# To do:
Whenever a line of the listing contains the string "canopy", return that line.

# Records for this exercise:
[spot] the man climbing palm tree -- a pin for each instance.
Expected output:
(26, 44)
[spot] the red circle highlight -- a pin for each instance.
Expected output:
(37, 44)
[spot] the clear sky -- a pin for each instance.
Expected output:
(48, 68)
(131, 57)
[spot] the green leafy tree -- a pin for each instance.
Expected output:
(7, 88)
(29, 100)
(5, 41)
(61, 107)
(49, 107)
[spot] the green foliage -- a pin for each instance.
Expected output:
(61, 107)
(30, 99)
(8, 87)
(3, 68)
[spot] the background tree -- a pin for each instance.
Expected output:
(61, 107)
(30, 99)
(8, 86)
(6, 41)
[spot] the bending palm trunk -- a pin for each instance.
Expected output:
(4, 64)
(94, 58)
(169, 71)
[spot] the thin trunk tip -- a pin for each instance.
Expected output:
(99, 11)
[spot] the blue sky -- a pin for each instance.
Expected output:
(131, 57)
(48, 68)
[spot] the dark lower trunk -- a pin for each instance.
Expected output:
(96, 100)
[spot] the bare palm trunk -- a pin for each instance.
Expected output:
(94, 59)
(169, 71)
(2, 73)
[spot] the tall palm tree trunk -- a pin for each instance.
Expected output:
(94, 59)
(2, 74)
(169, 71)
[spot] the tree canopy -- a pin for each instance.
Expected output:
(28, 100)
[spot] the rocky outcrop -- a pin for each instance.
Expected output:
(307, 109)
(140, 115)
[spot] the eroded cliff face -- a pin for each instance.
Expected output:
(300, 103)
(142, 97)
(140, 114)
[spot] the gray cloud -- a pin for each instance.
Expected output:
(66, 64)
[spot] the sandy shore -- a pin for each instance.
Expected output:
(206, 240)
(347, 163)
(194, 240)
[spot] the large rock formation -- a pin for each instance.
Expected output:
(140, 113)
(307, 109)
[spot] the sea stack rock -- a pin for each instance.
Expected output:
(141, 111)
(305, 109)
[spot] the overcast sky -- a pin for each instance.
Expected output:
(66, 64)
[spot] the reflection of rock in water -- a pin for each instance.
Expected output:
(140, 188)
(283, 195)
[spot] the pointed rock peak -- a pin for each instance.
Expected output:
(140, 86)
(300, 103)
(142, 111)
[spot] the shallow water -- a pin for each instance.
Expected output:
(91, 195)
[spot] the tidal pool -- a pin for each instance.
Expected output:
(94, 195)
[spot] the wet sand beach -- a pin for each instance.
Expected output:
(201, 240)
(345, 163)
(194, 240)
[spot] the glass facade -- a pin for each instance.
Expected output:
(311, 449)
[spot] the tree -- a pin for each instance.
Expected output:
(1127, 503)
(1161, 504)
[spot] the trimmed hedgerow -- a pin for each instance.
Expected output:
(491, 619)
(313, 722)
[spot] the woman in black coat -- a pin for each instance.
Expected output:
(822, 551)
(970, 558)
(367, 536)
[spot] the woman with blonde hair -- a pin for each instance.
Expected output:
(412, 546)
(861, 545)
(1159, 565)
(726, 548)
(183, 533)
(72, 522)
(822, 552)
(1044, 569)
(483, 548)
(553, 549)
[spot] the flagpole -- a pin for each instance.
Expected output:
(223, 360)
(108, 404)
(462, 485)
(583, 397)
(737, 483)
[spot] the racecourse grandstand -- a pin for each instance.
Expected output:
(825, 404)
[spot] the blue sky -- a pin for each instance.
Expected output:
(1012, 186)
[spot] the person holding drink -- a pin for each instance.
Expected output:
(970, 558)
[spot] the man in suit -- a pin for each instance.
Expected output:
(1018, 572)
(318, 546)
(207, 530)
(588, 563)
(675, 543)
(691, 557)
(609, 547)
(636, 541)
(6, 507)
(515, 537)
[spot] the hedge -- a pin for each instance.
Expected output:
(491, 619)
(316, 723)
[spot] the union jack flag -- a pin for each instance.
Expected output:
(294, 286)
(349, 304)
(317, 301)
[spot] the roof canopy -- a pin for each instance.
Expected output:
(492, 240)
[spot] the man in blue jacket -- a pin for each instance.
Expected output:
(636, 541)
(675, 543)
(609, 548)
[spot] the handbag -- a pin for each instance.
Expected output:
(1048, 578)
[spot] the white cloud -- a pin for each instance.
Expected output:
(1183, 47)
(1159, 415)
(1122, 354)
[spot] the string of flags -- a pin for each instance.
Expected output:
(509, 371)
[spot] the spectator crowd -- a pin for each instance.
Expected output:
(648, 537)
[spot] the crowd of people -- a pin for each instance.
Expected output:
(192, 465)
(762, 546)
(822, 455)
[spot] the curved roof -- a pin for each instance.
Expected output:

# Response below:
[spot] the tree canopy -- a pin for each instance.
[spot] the roof canopy -- a pin for each instance.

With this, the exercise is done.